**AVAILABLE RECORDS**:

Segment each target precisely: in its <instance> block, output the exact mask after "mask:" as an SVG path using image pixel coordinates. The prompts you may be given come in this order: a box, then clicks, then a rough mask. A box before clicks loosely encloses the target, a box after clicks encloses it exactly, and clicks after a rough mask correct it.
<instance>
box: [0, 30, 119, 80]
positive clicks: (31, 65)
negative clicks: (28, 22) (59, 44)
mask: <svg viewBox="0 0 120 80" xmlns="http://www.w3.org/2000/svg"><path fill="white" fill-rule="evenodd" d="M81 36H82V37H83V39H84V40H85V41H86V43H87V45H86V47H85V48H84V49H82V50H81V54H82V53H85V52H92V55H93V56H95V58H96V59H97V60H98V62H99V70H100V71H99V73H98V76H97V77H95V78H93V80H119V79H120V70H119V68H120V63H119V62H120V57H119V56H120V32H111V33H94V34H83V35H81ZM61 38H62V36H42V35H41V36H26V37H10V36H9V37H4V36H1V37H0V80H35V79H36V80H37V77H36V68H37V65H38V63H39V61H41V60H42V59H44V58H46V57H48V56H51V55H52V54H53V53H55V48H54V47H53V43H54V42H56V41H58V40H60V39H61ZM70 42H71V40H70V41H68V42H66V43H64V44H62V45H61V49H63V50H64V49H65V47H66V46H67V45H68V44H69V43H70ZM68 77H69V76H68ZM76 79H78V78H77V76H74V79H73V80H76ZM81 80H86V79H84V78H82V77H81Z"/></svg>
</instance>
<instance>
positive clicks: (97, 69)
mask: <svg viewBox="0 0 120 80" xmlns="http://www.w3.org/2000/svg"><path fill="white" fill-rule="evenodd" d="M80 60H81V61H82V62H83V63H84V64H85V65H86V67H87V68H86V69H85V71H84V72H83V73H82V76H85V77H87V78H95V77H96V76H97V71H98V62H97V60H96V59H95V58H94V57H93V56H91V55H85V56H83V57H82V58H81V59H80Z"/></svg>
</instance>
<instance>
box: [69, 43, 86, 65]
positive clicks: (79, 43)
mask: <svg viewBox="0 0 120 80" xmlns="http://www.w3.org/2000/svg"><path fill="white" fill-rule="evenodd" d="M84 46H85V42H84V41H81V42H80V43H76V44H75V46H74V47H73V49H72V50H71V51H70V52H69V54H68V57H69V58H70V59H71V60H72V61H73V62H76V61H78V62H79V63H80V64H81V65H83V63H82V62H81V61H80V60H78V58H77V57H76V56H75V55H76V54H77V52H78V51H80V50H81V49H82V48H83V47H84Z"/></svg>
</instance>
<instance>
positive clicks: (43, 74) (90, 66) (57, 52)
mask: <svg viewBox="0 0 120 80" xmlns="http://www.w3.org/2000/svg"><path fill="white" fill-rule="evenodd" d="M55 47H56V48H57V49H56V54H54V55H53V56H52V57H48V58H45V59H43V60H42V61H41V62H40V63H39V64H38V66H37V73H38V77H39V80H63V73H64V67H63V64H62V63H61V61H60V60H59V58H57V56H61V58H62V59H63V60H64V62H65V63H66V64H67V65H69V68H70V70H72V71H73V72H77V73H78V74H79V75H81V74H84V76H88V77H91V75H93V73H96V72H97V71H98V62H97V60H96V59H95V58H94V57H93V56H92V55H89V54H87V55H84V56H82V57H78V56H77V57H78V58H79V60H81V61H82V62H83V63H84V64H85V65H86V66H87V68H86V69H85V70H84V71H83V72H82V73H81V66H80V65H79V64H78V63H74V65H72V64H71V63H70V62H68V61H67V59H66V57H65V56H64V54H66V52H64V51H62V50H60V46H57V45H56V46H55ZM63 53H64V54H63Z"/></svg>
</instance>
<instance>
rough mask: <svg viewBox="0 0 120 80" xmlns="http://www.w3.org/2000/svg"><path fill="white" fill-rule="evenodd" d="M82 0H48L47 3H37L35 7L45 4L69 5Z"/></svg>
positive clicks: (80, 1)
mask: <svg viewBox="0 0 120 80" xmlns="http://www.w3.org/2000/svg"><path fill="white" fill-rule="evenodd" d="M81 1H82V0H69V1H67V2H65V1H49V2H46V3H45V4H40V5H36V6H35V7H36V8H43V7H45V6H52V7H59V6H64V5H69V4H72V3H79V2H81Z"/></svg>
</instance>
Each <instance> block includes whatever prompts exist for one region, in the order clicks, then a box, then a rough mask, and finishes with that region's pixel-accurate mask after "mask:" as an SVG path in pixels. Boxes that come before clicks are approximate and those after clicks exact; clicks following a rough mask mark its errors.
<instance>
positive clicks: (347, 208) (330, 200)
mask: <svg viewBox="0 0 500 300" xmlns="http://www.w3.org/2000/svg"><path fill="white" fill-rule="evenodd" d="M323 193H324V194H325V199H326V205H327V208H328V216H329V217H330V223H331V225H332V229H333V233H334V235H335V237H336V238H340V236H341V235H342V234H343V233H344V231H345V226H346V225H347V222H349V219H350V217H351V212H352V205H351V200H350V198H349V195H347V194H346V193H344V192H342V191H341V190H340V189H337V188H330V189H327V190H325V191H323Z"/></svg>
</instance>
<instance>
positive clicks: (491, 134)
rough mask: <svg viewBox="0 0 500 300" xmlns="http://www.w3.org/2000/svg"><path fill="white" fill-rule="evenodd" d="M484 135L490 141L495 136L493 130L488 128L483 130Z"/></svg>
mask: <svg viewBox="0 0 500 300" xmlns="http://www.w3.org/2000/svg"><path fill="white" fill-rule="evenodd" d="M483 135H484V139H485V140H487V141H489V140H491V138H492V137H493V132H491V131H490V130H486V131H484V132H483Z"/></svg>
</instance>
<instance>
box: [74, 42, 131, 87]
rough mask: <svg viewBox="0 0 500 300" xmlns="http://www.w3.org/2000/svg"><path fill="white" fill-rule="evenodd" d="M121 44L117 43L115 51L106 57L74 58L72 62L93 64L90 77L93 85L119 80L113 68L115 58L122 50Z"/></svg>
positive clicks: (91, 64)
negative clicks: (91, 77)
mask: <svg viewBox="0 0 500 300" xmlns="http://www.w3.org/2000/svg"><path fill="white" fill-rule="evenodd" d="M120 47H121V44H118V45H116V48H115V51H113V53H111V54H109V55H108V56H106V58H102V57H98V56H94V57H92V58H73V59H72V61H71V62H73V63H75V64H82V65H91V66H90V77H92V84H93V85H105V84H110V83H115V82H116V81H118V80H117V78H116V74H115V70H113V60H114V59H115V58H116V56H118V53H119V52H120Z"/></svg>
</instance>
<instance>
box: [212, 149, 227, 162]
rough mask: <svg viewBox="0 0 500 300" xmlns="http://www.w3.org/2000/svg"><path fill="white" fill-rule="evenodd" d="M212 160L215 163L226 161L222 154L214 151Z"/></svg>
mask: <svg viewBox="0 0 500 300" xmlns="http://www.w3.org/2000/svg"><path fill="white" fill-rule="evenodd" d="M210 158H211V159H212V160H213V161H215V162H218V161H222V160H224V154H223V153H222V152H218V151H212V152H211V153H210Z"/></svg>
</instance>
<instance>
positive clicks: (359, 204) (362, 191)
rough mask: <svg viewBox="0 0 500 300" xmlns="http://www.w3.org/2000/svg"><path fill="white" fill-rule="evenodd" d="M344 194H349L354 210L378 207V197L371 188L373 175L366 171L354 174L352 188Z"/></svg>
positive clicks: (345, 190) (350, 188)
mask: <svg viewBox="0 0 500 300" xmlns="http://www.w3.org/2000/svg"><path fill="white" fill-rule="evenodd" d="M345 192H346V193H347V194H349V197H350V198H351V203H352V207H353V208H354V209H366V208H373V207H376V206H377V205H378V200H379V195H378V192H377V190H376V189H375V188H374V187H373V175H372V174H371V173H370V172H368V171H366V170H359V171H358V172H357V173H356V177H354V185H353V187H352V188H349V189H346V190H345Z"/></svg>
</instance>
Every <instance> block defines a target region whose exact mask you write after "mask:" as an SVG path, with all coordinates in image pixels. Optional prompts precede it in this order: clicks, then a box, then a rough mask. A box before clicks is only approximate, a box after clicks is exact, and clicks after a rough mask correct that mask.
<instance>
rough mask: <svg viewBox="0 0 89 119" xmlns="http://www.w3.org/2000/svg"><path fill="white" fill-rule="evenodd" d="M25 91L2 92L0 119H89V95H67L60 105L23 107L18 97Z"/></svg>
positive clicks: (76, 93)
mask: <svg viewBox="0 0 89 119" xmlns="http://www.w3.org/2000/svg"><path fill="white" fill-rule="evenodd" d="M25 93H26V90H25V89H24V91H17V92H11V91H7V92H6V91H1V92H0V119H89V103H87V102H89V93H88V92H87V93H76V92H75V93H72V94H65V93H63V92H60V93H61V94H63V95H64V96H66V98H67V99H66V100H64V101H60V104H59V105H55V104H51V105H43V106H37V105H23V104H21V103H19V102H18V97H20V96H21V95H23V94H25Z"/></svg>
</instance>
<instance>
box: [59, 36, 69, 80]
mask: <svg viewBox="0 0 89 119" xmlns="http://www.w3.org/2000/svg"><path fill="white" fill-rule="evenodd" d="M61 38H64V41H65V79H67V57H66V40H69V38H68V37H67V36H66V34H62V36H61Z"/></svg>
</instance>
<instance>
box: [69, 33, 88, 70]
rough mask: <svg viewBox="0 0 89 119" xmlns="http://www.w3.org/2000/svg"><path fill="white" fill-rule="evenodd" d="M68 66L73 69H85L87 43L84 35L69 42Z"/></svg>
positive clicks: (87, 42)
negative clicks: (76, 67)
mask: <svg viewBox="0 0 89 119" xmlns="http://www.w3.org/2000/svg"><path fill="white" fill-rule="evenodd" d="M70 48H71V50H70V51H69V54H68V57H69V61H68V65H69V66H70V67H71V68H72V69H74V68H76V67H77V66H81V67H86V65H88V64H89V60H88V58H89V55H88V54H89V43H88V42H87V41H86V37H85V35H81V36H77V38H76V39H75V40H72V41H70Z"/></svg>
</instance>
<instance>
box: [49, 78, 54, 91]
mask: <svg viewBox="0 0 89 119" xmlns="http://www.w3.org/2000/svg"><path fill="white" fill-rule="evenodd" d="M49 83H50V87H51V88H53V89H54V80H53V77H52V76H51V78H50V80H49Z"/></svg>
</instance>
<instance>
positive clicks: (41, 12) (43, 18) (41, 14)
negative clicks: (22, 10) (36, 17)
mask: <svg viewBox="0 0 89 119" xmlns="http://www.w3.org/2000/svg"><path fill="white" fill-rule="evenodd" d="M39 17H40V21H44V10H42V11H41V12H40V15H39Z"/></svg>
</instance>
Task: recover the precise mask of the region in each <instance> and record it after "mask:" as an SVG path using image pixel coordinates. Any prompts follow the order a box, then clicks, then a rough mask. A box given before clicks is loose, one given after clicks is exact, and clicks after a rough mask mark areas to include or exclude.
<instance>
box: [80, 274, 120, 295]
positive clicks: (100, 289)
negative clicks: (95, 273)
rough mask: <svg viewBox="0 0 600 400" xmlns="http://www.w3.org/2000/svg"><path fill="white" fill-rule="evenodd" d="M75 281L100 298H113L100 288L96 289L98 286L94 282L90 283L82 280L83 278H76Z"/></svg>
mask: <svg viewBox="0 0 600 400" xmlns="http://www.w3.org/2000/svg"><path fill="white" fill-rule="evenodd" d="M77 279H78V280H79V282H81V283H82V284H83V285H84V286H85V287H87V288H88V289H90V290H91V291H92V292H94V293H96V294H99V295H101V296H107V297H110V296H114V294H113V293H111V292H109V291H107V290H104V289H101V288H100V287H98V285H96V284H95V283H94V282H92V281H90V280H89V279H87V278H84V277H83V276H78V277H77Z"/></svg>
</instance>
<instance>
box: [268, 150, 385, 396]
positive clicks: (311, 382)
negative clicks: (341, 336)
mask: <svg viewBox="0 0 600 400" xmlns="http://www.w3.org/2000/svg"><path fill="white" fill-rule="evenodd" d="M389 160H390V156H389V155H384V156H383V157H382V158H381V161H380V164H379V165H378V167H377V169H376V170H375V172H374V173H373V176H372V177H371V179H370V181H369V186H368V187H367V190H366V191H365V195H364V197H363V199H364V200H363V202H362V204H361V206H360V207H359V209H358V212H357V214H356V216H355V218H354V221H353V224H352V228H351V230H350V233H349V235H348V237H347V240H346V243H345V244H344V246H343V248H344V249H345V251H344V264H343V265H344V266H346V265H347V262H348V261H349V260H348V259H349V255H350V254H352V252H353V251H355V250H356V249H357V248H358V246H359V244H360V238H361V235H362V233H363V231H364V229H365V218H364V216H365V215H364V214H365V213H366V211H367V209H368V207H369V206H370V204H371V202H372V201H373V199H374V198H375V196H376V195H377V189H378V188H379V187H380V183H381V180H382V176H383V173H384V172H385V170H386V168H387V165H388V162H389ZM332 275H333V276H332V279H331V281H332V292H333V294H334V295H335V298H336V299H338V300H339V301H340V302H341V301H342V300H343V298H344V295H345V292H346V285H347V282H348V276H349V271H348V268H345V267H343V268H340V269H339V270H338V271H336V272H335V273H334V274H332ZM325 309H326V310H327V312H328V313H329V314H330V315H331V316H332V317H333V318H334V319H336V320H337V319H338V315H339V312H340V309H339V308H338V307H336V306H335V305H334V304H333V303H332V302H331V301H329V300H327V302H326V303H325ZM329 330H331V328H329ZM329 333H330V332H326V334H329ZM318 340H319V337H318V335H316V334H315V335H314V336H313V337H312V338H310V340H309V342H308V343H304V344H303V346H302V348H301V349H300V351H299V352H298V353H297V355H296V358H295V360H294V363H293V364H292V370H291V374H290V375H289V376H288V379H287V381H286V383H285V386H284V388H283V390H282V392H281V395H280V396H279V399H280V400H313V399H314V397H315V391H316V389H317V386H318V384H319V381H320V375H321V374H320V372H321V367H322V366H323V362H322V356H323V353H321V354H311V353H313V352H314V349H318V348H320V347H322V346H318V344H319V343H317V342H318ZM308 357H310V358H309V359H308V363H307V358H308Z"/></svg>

**WORK TASK**:
Edit the material from its beginning through the line containing "negative clicks: (28, 22) (59, 44)", inclusive, replacing "rough mask" with "coarse mask" and leaving everything else unchanged. Give only those lines.

**RESPONSE AREA**:
Segment each target precisely: in its <instance> block, output the exact mask after "mask:" as an SVG path using image pixel coordinates. The prompts you may be given come in this order: a box, then clicks, then a coarse mask. A box before clicks loosely encloses the target, a box after clicks encloses it exactly, and clicks after a coarse mask correct it.
<instance>
box: [0, 30, 119, 80]
positive clicks: (31, 65)
negative clicks: (28, 22) (59, 44)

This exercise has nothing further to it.